- Exercise set -
1 – In the exam page on Brown v Board of Education, what reason does Brady give in Source O for saying the Supreme Court "sets aside all the laws of biology"?
2 – Carry on the exam page on Brown v Board of Education from the point where it stops.

- Excerpt provided -
####################
Date | May 2017 | Marks available | 4 | Reference code | 17M.1.BP.TZ0.14 |
Level | Both SL and HL | Paper | Paper 1 - first exams 2017 | Time zone | TZ0 |
Command term | Analyse | Question number | 14 | Adapted from | N/A |
Question
The sources and questions relate to Case Study 1: Civil rights movement in the United States (1954– 1965) – Nature and characteristics of discrimination: Segregation and education; Brown versus Board of Education decision (1954).
Source O
Tom Brady, a judge and a leader of the pro-segregation White Citizens’ Council movement, writing about his speech to the Indianola Citizens’ Council in his pamphlet A Review of Black Monday (28 October 1954).
The Supreme Court says, “You have got to sit a black boy down by a white girl to have it equal.” …
You can’t do it! You can’t put little boys and little girls together—blacks and whites and have them sing together, play together, dance together, and eat together, sit side by side, and walk arm in arm, and expect for the sensitivity of those white children not to be broken down. You can’t do it! Why? That is exactly what has happened in the north, [but] they have a sufficient number of whites to absorb, and perhaps assimilate, the blacks …
We can see what happens on the surface. We don’t know what happens to the brain of [a black] man … We don’t know what it takes to make his mind different from our mind.
This Supreme Court sets aside all the laws of biology! By putting these children together in schools we will abolish all racial differences that God made. I have a little field [at the] back of my home. I notice the blackbirds stay together … I notice the geese and the ducks stayed separate from each other and yet the Supreme Court would set aside these basic laws of God and of nature and compel these various individuals to mingle, just as you would blackbirds with partridges …
With reference to its origin, purpose and content, analyse the value and limitations of Source O for an historian studying Brown v Board of Education (1954).
####################
[Stored records]
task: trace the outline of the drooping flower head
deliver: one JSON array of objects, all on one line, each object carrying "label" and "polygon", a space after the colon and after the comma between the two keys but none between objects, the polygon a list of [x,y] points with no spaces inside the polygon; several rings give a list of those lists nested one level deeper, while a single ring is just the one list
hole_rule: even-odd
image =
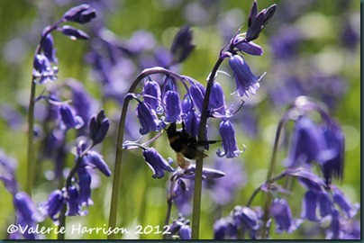
[{"label": "drooping flower head", "polygon": [[229,64],[234,73],[234,78],[236,83],[236,94],[238,96],[246,95],[250,96],[250,94],[255,94],[259,88],[259,81],[265,75],[255,76],[251,73],[250,68],[240,55],[232,55],[229,58]]},{"label": "drooping flower head", "polygon": [[310,118],[303,116],[296,120],[287,164],[289,166],[311,164],[317,161],[325,148],[325,140],[321,127]]},{"label": "drooping flower head", "polygon": [[172,90],[167,91],[164,94],[163,102],[166,105],[165,121],[169,123],[180,122],[182,108],[178,93]]},{"label": "drooping flower head", "polygon": [[57,80],[59,69],[50,64],[50,59],[44,54],[37,54],[33,60],[32,75],[38,84],[46,84]]},{"label": "drooping flower head", "polygon": [[340,125],[331,120],[323,129],[323,137],[327,148],[318,156],[326,184],[332,177],[342,179],[344,166],[345,138]]},{"label": "drooping flower head", "polygon": [[239,150],[235,137],[235,129],[230,121],[223,121],[220,123],[220,135],[223,140],[223,150],[218,150],[218,157],[234,158],[242,151]]},{"label": "drooping flower head", "polygon": [[86,23],[96,17],[96,10],[88,4],[75,6],[63,14],[63,19],[78,23]]},{"label": "drooping flower head", "polygon": [[161,113],[163,108],[160,105],[161,92],[159,85],[154,80],[146,79],[142,93],[144,102],[150,105],[150,109],[156,111],[157,113]]}]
####################
- Answers by item -
1 – Brady says that putting black and white children together in schools would abolish all the racial differences that, in his words, God made.

2 –
Markscheme
Value:
- It is the expression of a contemporary opinion and therefore can give an insight into feelings at the time.
- To persuade people to oppose the Brown v Board of Education decision by the Supreme Court, his intention demonstrates the strength of feeling in favour of the retention of segregation.
- The source reveals the arguments deployed by a leading supporter of segregation.
Limitations:
- The author was a leader of the pro-segregation White Citizens’ Council movement and therefore the pamphlet is intended to sway public opinion and whip up opposition to the Supreme Court’s judgment.
- The extract’s inclusion of emotive language suggests the need for caution in interpreting this source.
- Because the source was written shortly after the decision was taken, it cannot show its long-term impact.
The above material is an indication of what candidates may elect to write about in their responses. It is neither prescriptive nor exhaustive and no set answer is required. The focus of the question is on the value and limitations of the source. If only value or limitations are discussed, award a maximum of [2]. Origin, purpose and content should be used as supporting evidence to make relevant comments on the value and limitations. For [4] there must be at least one reference to each of them in either the value or the limitations.